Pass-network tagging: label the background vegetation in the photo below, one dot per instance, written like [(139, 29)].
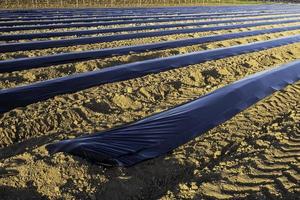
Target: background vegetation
[(119, 3)]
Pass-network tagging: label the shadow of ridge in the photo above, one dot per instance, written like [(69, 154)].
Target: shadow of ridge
[(11, 193)]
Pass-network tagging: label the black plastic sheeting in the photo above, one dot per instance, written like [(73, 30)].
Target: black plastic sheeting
[(94, 24), (21, 96), (63, 58), (140, 19), (109, 18), (97, 31), (161, 133), (90, 40)]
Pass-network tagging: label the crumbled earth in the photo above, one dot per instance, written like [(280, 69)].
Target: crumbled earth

···

> [What needs to be done] Render every line of the material above as a JSON list of strings, one string per line, omitting blank lines and the picture.

> [Answer to the task]
[
  "Pass-network tagging: label the background vegetation in the photo below, one dot per instance, written like [(139, 29)].",
  "Target: background vegetation",
  "[(119, 3)]",
  "Pass-network tagging: label the shadow of ridge in the photo above, one dot per instance, written like [(69, 154)].",
  "Target: shadow of ridge",
  "[(11, 193)]",
  "Pass-network tagging: label the black plastic sheeting in the photo above, one dot per instance, written like [(73, 30)].",
  "Target: black plastic sheeting",
  "[(94, 24), (21, 96), (63, 58), (140, 19), (109, 18), (97, 31), (161, 133), (90, 40)]",
  "Pass-network tagging: label the crumbled earth in the photo above, one dot per instance, written like [(280, 69)].",
  "Target: crumbled earth"
]